● WHAT THE EXERCISE ASKS: Return every line of the material that contains the string "building", treating case as significant.

● STORED DATA:
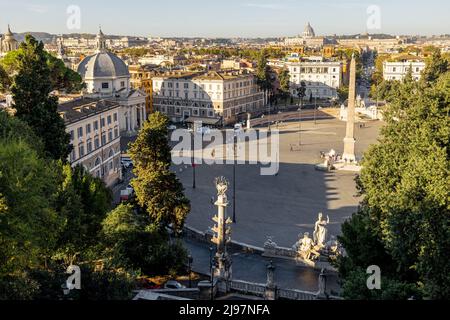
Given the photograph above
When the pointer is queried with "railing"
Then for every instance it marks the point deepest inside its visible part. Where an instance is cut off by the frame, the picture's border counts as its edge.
(292, 294)
(248, 287)
(259, 289)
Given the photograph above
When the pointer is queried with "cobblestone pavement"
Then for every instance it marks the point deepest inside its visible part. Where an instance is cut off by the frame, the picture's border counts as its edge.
(285, 205)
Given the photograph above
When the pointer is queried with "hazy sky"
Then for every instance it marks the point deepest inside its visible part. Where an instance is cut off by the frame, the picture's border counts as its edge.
(227, 18)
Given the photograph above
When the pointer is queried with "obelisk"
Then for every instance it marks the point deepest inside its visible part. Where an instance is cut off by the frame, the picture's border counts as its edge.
(349, 140)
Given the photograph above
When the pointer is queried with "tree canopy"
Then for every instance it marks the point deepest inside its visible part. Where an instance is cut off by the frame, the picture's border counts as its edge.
(32, 100)
(403, 225)
(157, 188)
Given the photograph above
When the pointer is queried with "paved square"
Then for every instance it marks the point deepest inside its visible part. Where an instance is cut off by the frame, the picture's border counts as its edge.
(285, 205)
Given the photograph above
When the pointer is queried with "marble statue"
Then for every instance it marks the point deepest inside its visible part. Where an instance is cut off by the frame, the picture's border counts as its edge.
(221, 186)
(320, 230)
(306, 247)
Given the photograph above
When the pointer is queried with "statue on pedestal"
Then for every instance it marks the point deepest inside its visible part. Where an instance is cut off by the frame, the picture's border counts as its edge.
(305, 248)
(320, 231)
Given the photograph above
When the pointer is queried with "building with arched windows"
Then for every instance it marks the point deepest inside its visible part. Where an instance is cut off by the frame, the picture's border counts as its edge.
(107, 77)
(8, 43)
(94, 129)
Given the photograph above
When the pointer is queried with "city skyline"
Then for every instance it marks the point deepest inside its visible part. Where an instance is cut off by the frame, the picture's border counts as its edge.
(268, 18)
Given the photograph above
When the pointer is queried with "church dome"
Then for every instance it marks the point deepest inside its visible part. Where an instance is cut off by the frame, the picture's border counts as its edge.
(309, 31)
(103, 64)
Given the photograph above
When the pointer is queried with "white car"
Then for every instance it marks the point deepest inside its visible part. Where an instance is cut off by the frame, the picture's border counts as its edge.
(203, 130)
(172, 284)
(126, 162)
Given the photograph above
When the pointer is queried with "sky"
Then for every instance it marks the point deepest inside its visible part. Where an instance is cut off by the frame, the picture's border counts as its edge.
(226, 18)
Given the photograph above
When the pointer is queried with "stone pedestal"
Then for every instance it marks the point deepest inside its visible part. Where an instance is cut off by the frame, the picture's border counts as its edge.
(205, 288)
(271, 289)
(349, 150)
(222, 236)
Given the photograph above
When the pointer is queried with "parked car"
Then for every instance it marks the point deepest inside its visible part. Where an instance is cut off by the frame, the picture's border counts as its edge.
(172, 284)
(126, 193)
(126, 162)
(203, 130)
(147, 284)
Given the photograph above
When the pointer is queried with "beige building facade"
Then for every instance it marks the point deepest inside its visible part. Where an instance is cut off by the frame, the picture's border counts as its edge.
(94, 128)
(223, 95)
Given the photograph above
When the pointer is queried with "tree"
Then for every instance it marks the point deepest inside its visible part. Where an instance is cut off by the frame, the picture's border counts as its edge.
(61, 77)
(34, 104)
(405, 183)
(285, 80)
(27, 186)
(263, 72)
(435, 67)
(83, 201)
(301, 93)
(132, 243)
(4, 80)
(157, 188)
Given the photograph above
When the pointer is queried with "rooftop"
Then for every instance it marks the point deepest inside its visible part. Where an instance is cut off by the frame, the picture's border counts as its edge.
(84, 107)
(203, 75)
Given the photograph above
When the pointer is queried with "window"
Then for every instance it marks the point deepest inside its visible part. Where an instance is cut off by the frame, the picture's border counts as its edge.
(89, 144)
(81, 150)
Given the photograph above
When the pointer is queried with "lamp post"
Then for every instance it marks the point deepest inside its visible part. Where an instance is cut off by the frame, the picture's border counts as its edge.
(301, 94)
(234, 178)
(211, 267)
(193, 159)
(268, 113)
(315, 108)
(190, 260)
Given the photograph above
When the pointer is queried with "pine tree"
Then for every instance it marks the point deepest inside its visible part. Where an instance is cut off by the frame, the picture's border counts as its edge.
(404, 221)
(158, 190)
(32, 99)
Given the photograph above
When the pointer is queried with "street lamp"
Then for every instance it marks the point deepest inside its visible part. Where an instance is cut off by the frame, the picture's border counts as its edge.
(190, 260)
(193, 159)
(234, 178)
(315, 107)
(211, 267)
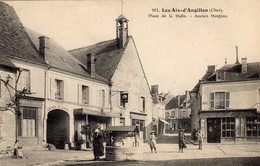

● EXERCISE ANSWER:
When the pointer is queried with "building with arched windows"
When the pointer is queried with "beige building facade"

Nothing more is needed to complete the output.